BEGIN SOURCE MATERIAL
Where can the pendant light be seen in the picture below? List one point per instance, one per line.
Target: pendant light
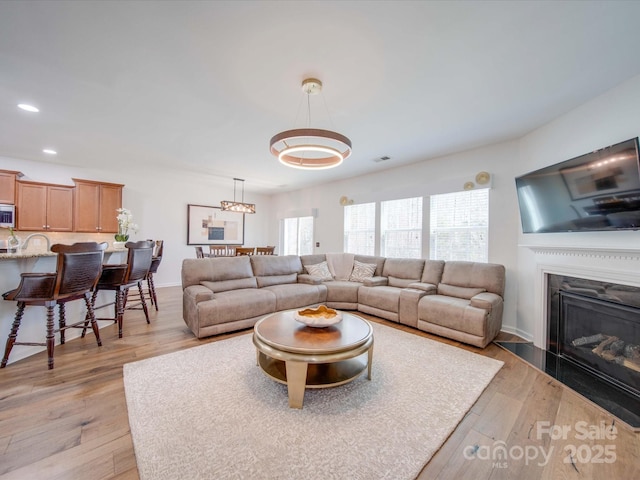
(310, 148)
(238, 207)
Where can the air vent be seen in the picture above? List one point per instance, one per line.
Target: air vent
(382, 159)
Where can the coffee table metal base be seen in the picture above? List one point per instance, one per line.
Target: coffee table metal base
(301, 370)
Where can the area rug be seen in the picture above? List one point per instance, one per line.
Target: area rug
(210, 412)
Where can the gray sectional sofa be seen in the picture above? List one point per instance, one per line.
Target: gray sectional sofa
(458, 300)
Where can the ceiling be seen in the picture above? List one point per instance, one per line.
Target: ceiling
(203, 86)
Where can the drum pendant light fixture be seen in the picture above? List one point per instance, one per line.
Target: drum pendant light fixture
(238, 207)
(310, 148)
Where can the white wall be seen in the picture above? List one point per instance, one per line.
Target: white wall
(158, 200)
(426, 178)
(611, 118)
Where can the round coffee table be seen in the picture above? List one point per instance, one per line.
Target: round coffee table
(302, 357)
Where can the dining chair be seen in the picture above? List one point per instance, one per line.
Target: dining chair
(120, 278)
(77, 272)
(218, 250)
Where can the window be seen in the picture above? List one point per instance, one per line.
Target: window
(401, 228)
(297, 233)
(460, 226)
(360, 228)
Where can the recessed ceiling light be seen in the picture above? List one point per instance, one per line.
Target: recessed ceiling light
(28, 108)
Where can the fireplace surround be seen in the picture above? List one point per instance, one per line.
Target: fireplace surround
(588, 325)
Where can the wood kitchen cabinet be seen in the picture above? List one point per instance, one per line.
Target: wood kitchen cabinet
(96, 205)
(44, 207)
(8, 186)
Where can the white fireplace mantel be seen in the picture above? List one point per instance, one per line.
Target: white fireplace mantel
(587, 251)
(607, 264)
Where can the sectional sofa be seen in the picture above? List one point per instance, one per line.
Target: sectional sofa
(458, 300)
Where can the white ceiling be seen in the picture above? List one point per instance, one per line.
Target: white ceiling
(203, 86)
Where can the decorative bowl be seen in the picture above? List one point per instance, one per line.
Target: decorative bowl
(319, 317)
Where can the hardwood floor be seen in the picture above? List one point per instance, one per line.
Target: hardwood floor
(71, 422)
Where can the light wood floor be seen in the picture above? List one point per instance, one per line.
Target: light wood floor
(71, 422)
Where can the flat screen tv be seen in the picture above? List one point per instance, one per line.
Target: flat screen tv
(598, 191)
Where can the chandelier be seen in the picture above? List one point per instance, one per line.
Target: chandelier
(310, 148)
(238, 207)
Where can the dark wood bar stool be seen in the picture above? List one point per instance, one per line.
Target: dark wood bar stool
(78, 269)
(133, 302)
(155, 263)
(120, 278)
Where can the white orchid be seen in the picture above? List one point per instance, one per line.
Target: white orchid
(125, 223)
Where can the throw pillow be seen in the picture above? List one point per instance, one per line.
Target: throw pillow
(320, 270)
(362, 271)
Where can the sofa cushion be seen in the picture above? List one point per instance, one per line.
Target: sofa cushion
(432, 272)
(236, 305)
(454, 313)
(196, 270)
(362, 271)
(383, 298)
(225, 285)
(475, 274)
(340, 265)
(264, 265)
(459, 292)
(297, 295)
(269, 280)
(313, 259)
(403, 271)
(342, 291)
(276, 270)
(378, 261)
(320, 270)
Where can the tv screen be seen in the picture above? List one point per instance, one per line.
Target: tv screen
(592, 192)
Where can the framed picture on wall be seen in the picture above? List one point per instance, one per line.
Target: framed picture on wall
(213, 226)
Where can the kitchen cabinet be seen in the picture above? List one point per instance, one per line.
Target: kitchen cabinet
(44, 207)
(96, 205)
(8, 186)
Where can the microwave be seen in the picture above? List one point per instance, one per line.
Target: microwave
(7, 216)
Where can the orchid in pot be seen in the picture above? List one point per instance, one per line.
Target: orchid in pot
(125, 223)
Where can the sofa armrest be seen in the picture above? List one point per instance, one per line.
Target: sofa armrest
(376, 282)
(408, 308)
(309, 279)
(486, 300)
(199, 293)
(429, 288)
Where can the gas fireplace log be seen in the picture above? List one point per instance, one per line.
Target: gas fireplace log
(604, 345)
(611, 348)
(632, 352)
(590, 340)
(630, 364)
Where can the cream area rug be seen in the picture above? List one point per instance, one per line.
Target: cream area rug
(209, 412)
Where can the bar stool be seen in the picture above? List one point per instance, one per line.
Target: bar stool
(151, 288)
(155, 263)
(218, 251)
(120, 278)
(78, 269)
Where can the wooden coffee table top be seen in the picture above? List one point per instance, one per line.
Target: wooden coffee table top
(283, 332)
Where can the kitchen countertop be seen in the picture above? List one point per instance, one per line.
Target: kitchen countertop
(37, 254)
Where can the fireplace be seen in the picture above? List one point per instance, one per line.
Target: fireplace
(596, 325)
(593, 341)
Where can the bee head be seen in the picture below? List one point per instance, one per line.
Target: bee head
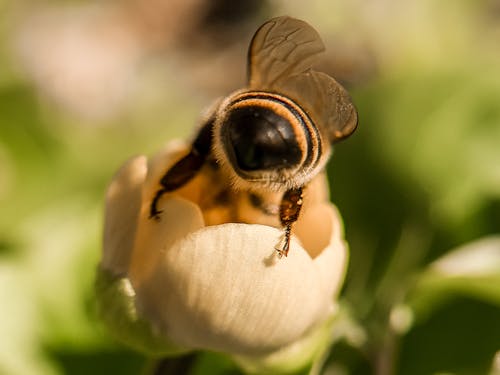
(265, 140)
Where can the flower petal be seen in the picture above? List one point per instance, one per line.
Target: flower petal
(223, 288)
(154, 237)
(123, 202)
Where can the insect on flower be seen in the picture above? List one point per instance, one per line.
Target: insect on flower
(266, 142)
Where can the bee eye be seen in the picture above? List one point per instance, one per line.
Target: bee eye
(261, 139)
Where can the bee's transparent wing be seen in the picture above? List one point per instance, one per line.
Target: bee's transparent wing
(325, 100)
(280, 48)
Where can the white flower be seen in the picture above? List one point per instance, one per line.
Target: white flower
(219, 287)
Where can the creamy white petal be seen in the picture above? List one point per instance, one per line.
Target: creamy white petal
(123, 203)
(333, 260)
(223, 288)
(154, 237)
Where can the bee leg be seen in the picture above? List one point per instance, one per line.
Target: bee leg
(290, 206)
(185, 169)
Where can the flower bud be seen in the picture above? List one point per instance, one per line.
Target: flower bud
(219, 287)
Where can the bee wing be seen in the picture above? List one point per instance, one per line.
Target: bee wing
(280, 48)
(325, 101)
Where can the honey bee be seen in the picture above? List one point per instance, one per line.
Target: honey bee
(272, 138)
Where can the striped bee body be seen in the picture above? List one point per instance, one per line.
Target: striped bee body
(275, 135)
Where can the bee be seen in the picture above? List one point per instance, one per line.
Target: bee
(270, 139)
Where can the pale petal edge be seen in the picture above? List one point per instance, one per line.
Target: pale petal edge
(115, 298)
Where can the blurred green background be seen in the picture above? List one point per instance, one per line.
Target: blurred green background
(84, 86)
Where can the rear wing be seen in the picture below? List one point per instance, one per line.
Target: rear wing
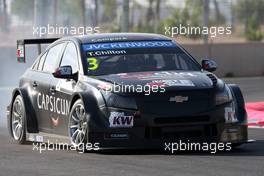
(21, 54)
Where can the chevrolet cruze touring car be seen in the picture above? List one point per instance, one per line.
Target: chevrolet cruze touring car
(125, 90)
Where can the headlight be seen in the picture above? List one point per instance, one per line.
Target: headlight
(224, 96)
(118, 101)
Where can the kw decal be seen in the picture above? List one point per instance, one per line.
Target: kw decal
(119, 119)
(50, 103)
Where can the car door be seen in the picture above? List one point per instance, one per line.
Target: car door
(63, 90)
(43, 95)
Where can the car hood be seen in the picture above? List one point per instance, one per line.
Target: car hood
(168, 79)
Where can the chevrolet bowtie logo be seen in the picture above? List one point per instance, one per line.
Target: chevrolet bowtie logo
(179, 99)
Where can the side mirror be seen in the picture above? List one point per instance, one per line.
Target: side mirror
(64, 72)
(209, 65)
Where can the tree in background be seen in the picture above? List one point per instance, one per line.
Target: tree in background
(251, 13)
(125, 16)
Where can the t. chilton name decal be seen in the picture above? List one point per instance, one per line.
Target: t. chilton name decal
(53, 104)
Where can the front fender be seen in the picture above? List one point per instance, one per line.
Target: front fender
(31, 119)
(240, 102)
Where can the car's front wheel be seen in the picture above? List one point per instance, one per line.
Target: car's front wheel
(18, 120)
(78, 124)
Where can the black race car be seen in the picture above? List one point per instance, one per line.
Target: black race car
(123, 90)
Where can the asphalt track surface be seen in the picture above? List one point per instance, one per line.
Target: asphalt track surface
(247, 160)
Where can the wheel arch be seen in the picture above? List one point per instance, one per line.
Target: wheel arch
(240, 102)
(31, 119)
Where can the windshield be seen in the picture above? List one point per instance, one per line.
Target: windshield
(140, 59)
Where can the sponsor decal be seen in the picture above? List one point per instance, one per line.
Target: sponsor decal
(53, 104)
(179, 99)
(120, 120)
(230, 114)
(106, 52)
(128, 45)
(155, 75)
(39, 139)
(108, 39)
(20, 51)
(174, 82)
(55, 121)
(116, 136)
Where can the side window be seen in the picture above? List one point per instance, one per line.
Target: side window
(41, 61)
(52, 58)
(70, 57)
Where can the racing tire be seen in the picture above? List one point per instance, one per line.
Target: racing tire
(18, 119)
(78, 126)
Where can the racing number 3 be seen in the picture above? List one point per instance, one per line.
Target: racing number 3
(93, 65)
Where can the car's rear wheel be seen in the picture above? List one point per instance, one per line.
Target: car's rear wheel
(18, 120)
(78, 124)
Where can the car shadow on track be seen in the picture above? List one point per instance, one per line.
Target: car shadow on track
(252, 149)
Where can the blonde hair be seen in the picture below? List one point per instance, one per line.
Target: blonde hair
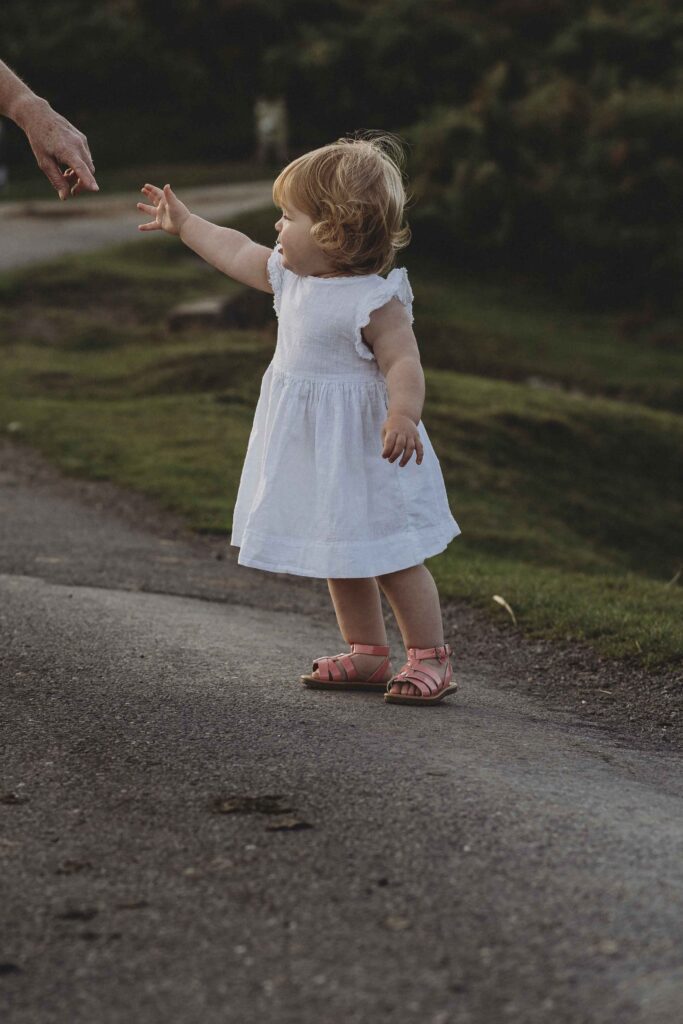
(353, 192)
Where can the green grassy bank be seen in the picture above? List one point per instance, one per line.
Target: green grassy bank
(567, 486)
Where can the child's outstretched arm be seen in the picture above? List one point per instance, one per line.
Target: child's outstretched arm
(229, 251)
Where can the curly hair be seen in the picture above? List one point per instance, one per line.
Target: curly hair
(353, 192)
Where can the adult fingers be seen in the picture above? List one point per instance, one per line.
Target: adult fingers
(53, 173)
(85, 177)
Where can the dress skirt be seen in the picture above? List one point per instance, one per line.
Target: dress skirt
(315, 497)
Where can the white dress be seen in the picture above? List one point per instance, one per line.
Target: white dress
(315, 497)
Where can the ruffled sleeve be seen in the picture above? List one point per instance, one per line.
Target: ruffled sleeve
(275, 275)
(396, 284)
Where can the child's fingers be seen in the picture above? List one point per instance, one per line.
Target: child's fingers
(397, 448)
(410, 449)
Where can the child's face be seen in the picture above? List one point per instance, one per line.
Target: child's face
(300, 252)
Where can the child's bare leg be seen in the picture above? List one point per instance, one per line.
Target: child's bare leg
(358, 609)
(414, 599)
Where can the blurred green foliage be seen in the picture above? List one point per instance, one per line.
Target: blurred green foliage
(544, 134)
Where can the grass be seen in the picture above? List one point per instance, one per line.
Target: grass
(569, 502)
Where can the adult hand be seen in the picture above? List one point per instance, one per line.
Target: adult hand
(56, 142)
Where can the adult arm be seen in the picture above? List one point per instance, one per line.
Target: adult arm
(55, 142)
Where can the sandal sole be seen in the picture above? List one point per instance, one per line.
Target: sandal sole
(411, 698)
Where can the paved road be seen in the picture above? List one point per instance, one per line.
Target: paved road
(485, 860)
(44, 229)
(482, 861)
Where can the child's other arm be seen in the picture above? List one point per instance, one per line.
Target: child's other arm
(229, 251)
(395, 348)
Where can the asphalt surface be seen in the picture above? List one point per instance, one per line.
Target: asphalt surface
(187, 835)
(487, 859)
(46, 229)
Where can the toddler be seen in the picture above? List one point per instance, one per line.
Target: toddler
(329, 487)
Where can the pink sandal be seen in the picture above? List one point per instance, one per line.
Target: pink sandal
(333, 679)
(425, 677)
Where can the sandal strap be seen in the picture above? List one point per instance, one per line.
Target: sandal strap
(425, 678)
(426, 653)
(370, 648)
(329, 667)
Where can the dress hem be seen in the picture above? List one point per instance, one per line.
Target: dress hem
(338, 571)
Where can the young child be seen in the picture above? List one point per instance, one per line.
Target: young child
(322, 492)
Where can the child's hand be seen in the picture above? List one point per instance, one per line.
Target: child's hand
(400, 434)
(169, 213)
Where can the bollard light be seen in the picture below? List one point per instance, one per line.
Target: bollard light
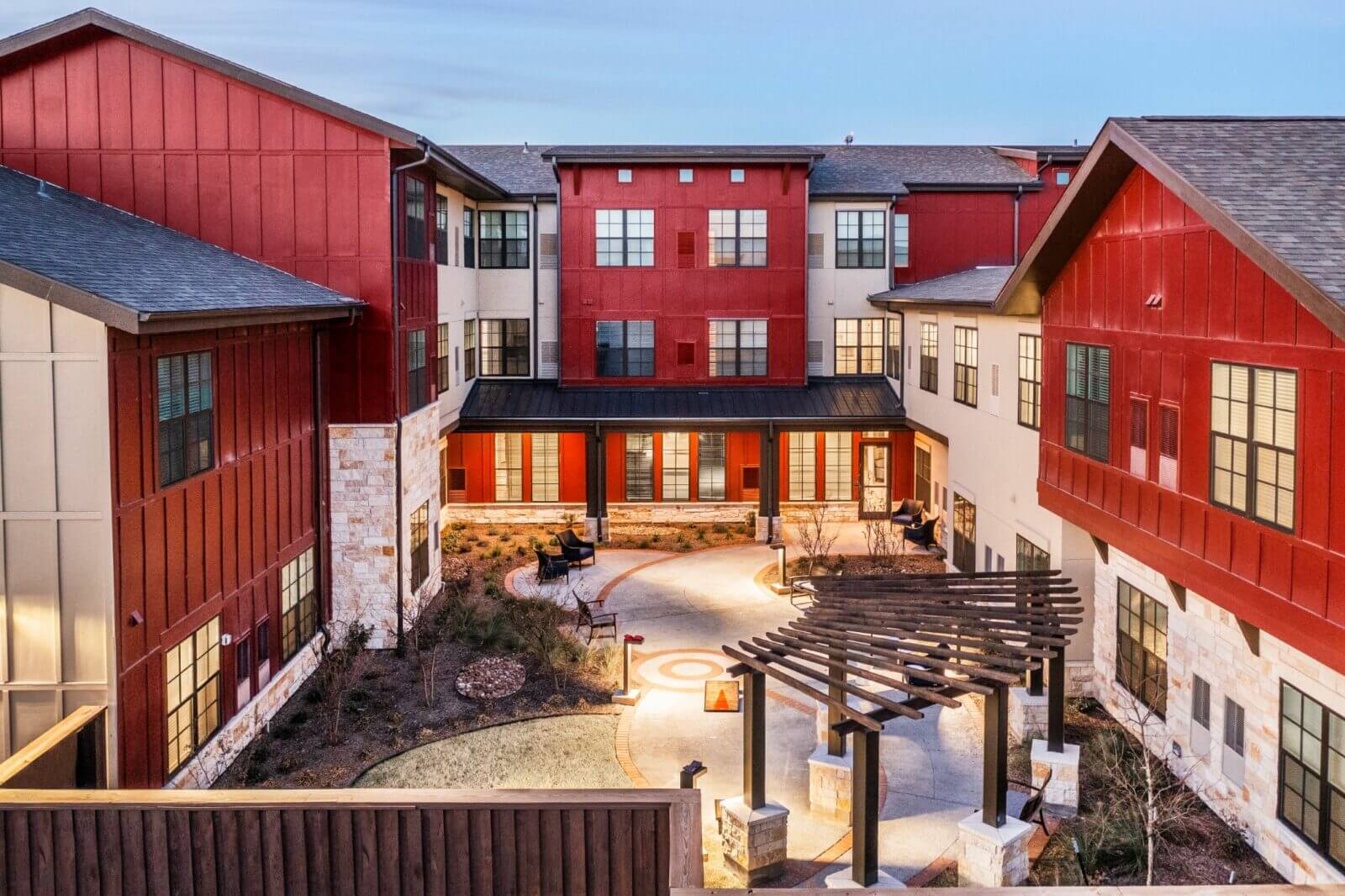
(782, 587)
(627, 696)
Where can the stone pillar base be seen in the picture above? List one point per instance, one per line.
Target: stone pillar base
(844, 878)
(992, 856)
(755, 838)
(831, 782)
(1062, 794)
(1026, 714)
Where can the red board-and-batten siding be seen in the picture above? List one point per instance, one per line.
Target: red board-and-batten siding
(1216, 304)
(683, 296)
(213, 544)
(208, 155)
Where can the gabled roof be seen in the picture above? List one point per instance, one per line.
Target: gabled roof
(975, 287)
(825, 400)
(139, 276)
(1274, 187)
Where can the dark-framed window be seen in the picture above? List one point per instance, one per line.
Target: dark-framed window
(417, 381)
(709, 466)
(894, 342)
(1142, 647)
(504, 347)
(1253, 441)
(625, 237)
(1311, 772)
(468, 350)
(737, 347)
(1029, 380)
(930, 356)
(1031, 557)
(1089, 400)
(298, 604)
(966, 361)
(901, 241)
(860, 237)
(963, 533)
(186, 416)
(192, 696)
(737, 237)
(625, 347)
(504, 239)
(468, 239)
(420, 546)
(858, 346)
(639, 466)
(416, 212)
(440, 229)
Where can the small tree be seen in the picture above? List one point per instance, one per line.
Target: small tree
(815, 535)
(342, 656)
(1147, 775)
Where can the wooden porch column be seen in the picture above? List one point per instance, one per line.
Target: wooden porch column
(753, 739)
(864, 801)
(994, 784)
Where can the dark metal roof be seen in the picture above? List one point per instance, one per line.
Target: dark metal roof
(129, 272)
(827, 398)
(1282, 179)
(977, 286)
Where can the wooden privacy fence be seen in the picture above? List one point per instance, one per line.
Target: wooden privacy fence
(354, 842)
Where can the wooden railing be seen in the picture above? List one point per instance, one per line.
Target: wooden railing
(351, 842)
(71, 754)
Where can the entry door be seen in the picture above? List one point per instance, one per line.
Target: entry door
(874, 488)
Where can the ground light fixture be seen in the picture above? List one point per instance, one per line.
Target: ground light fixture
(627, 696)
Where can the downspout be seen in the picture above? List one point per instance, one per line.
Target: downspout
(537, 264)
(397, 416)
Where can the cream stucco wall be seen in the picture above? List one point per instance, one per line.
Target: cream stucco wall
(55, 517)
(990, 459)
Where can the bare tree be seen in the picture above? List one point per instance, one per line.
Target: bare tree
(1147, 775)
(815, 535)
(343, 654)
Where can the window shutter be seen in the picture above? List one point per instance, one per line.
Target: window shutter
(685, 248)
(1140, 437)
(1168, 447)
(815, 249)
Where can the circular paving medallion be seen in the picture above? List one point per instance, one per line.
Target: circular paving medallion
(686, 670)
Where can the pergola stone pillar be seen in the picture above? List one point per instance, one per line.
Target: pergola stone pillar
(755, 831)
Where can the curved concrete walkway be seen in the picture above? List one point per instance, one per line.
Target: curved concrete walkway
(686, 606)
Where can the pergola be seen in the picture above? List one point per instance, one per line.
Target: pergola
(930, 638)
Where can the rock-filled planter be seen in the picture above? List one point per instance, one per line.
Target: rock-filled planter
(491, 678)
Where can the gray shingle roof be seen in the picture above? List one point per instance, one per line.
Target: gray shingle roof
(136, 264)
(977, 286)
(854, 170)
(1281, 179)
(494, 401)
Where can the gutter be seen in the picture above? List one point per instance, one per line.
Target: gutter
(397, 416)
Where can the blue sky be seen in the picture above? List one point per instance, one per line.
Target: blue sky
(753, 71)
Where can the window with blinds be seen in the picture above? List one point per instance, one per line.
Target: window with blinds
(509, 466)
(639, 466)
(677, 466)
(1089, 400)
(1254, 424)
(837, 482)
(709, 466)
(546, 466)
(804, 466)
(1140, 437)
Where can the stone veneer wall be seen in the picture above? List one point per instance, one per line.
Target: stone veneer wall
END SOURCE MATERIAL
* **WORK TO BE COMPLETED**
The response should hold exactly the lines starting at the line with "Target: drum pendant light fixture" and ending at the line with "Where can the window be", and no other line of the material above.

* **ANSWER TO THE PROBLEM**
Target: drum pendant light fixture
(238, 207)
(310, 148)
Where can the white wall be seen in the picture above? List one point per instance, one per line.
Target: white wall
(158, 200)
(426, 178)
(611, 118)
Where can the round coffee table be seen in the picture above? List one point per instance, one per line.
Target: round coffee table
(302, 357)
Where can the dining chair be seen in the picture above? List one point per instance, one per line.
Target: dining chair
(120, 278)
(77, 272)
(218, 250)
Where can the window be seen in the picture above? List one point per instance, one per line.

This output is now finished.